■ Data for processing ■
* * * * * * *

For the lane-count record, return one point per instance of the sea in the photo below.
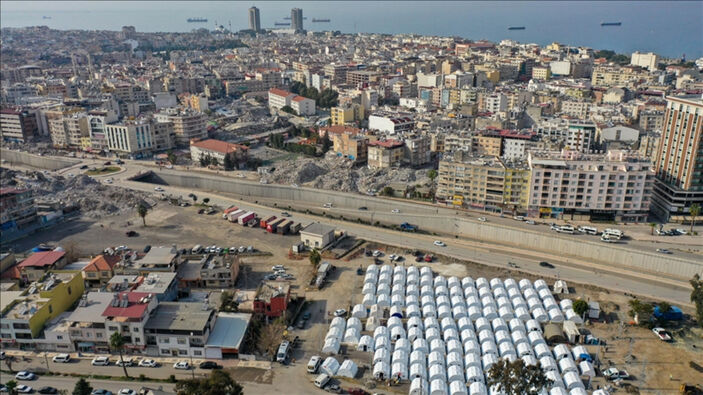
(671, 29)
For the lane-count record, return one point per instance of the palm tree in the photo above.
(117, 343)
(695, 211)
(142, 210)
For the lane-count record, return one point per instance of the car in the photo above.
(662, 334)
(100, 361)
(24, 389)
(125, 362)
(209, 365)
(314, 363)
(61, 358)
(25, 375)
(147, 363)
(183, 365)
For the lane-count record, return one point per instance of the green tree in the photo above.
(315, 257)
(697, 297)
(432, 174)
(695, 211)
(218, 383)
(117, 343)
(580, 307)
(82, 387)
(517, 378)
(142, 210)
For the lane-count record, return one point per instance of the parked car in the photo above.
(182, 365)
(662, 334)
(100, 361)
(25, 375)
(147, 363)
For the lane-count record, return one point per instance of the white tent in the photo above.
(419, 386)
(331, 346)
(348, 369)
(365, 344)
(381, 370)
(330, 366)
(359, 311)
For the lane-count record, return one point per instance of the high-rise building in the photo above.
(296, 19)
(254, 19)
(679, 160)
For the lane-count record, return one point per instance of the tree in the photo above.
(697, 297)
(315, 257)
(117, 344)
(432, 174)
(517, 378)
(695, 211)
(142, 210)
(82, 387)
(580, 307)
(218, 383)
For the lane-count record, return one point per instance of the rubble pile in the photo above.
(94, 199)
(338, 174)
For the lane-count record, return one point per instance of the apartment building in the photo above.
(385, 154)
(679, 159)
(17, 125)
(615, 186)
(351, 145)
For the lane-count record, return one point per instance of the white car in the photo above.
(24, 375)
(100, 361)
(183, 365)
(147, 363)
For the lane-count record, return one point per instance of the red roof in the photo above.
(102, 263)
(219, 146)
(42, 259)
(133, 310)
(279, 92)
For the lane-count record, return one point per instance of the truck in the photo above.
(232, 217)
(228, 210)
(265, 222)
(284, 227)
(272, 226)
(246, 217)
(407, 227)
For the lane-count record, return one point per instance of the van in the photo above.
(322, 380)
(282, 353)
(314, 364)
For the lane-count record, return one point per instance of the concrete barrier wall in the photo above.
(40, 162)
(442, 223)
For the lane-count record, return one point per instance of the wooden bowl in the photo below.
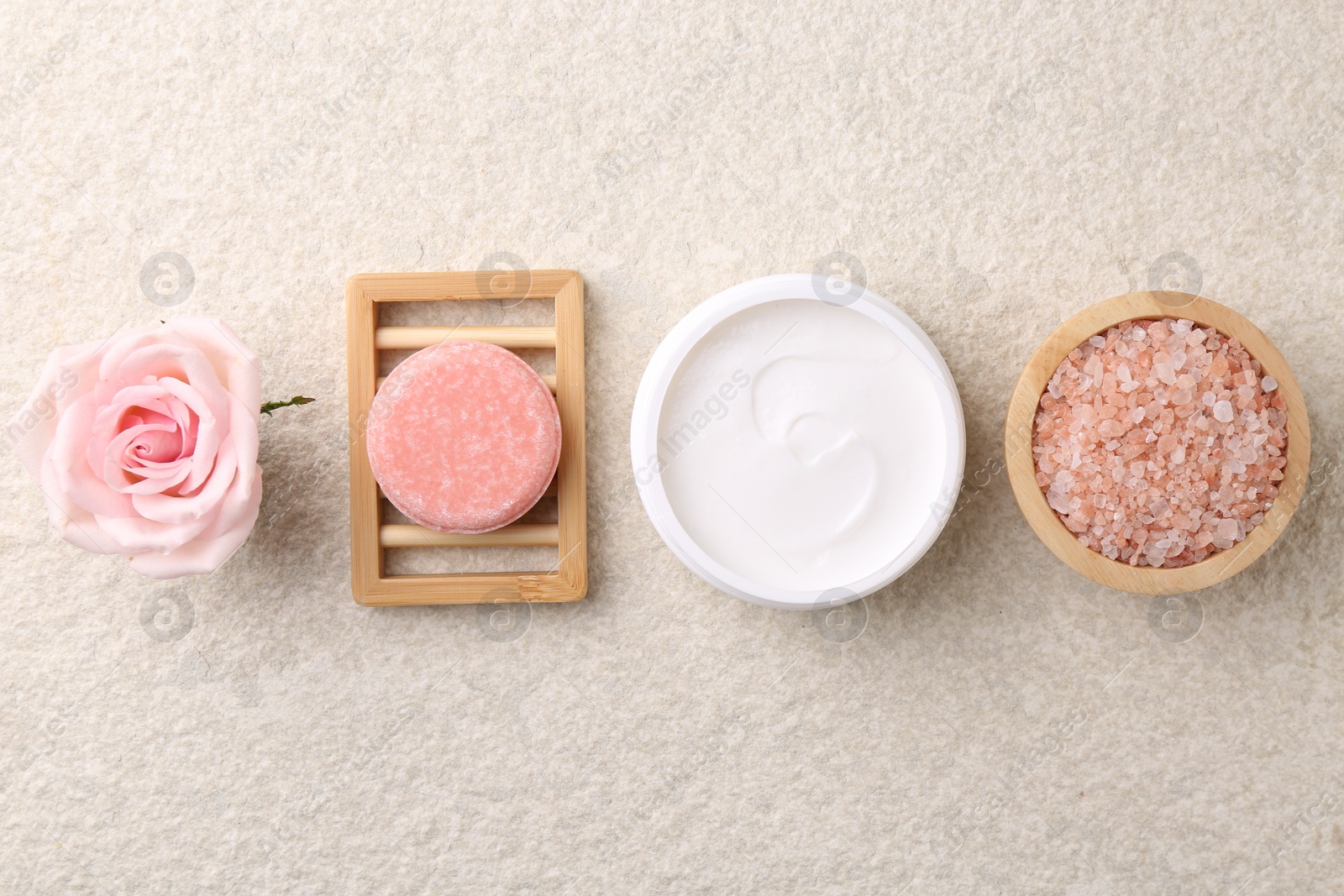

* * * * * * *

■ Aim ■
Turn all of the rows above into a numbered list. Skip blank lines and leave out the pictures.

■ Answer to this exercise ■
1. For the lane-count record, return one point per instance of the sea in the photo below.
2. (671, 29)
3. For the lane-count record, return one point per instance of the palm tree in the photo above.
4. (117, 343)
5. (695, 211)
6. (142, 210)
7. For the lane-count record, return one point per instance of the car in the photo above.
8. (662, 334)
9. (100, 361)
10. (24, 389)
11. (125, 362)
12. (209, 365)
13. (314, 363)
14. (61, 358)
15. (25, 375)
16. (147, 363)
17. (183, 365)
18. For the lane-count record, return one point per instance of the green tree in the photo above.
19. (315, 257)
20. (697, 297)
21. (432, 174)
22. (695, 211)
23. (218, 383)
24. (117, 343)
25. (580, 307)
26. (82, 387)
27. (517, 378)
28. (142, 210)
29. For the lane-count record, return one point per instance of the parked car in the photo above.
30. (182, 365)
31. (662, 334)
32. (100, 361)
33. (25, 375)
34. (147, 363)
35. For the lane-count record, return one point per instance of the white tent in the photo above.
36. (419, 386)
37. (331, 346)
38. (348, 369)
39. (365, 344)
40. (381, 370)
41. (330, 366)
42. (359, 311)
43. For the lane-count record, return one point per instance of the high-rise building in the photo above.
44. (296, 19)
45. (254, 19)
46. (679, 160)
47. For the lane-count record, return one point per instance of the tree in the photo above.
48. (697, 297)
49. (315, 257)
50. (117, 344)
51. (432, 174)
52. (517, 378)
53. (695, 211)
54. (142, 210)
55. (82, 387)
56. (580, 307)
57. (218, 383)
58. For the lane-count record, return one point per instance of the rubble pile in the photo above.
59. (94, 199)
60. (338, 174)
61. For the lane-count record, return one point per instance of the apartment building in the photo above.
62. (385, 154)
63. (679, 159)
64. (17, 125)
65. (615, 186)
66. (351, 145)
67. For the lane-count record, return one point per instance of the white car in the photo above.
68. (24, 375)
69. (100, 361)
70. (183, 365)
71. (147, 363)
72. For the lane-count record, return one point per instance of the red roof in the photo above.
73. (102, 263)
74. (219, 146)
75. (42, 259)
76. (133, 310)
77. (279, 92)
78. For the lane-count record, return one point per instance of the truck in the photo above.
79. (232, 217)
80. (228, 210)
81. (265, 222)
82. (284, 227)
83. (272, 226)
84. (246, 217)
85. (407, 227)
86. For the lane-count record, return one point per instance of the van in the photo above.
87. (322, 380)
88. (282, 353)
89. (314, 364)
90. For the lane-count record, return one point per instance of the concrete barrier wall in the photo above.
91. (40, 162)
92. (442, 223)
93. For the lane-count record, return one point per instance of the wooden bowl in the photo below.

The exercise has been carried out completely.